List of tasks:
1. From the passage on EMG signal decomposition, copy the words starting at "Generally speaking, decomposition" and ending at "and Zazula (2007).".
2. Answer these questions using the passage on EMG signal decomposition:
(a) Who developed the "Precision Decomposition III" algorithm, and who later improved it?
(b) What major advantage does sEMG decomposition have over iEMG?
(c) What kind of ISI distribution did motor units with a high number of correctly identified firings show?

Generally speaking, decomposition of interference EMG signals consists of identifying individual MUP shapes that repeat on a regular basis and assigning them to individual MUPTs (De Luca et al. 2006; Farina and Holobar 2016; Holobar and Zazula 2004; LeFever and De Luca 1982; Mambrito and De Luca 1984). Nevertheless, as more MUs are detected (e.g., at higher contraction intensities), the superposition (i.e., overlap) of multiple MUP shapes makes it increasingly difficult to distinguish the activity of separate motor units (especially those associated with small MUPs) (Hu et al. 2014a). Several methods to decompose the sEMG signal have been proposed, such as the “Precision Decomposition III” (PDIII) algorithm, developed by De Luca et al. (2006) and later improved by Nawab et al. (2010), and the “convolutive blind source separation” method, developed by Holobar and Zazula (2007).
A major advantage the sEMG decomposition has over iEMG is the increased pickup area, which leads to a higher yield of MUs sampled with a larger range of contraction intensities (Colquhoun et al. 2018; De Luca and Hostage 2010; Farina et al. 2010; Hu et al. 2014b). Therefore, sEMG decomposition is uniquely positioned for population-based regression models, which allow extrapolation to the entire MU pool. However, the decomposition algorithms introduce an additional source of error, as the superposition of MUPs mentioned previously can lead to missed or additional firings for each MU sampled. Therefore, during the last decade, concerns regarding the validity of the PDIII method have been raised publicly (e.g., De Luca and Nawab 2011; Farina and Enoka 2011) which has led to multiple studies to explore the validity by an independent research group (Hu et al. 2012, 2013, 2014a, b). One validation technique that has recently been applied is to spike-trigger average the interference EMG signals from the decomposed firings, and then examine the variation of the waveforms (e.g., McManus et al. 2016). Another technique recently recommended is to validate motor units based on their firing variability. For example, under the assumption that motor unit interspike intervals (ISIs) show a Gaussian distribution, as shown by Clamann (1969), Hu et al. (2014b) examined the ISI distributions of common MUs obtained from iEMG and sEMG. They found that MUs with a high number of correctly identified firings showed a Gaussian ISI distribution.

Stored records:
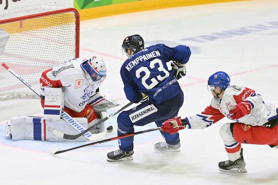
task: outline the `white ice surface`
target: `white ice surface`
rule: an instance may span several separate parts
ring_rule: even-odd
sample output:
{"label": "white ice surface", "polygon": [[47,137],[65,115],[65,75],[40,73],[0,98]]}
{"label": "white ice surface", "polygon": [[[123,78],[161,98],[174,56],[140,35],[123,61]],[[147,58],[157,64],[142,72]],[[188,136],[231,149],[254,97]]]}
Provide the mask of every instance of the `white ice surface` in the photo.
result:
{"label": "white ice surface", "polygon": [[[255,89],[265,101],[278,105],[278,24],[271,26],[268,23],[271,22],[278,22],[278,1],[275,0],[183,7],[101,18],[81,22],[80,55],[103,57],[108,75],[101,88],[102,93],[118,100],[122,105],[128,101],[119,74],[126,59],[121,55],[121,46],[126,36],[134,34],[141,35],[147,46],[162,43],[191,48],[187,76],[179,81],[184,93],[179,115],[199,113],[209,105],[212,97],[206,81],[220,70],[230,75],[232,84]],[[213,33],[247,28],[249,33],[211,37],[220,37]],[[182,40],[190,38],[204,42]],[[218,134],[221,126],[229,121],[225,118],[204,130],[181,131],[179,152],[154,151],[154,144],[163,140],[158,131],[135,136],[133,161],[110,163],[106,161],[106,155],[117,149],[116,141],[53,157],[50,152],[53,147],[64,150],[85,143],[4,139],[5,120],[18,115],[39,115],[42,111],[38,100],[0,102],[0,184],[278,184],[278,150],[267,146],[242,145],[247,174],[218,171],[218,162],[227,159]],[[116,117],[110,119],[107,125],[115,124]],[[155,126],[151,123],[136,127],[135,131]]]}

Numbered responses:
1.
Generally speaking, decomposition of interference EMG signals consists of identifying individual MUP shapes that repeat on a regular basis and assigning them to individual MUPTs (De Luca et al. 2006; Farina and Holobar 2016; Holobar and Zazula 2004; LeFever and De Luca 1982; Mambrito and De Luca 1984). Nevertheless, as more MUs are detected (e.g., at higher contraction intensities), the superposition (i.e., overlap) of multiple MUP shapes makes it increasingly difficult to distinguish the activity of separate motor units (especially those associated with small MUPs) (Hu et al. 2014a). Several methods to decompose the sEMG signal have been proposed, such as the “Precision Decomposition III” (PDIII) algorithm, developed by De Luca et al. (2006) and later improved by Nawab et al. (2010), and the “convolutive blind source separation” method, developed by Holobar and Zazula (2007).

2.
(a) De Luca et al. (2006) developed it, and Nawab et al. (2010) later improved it.
(b) It has an increased pickup area.
(c) A Gaussian ISI distribution.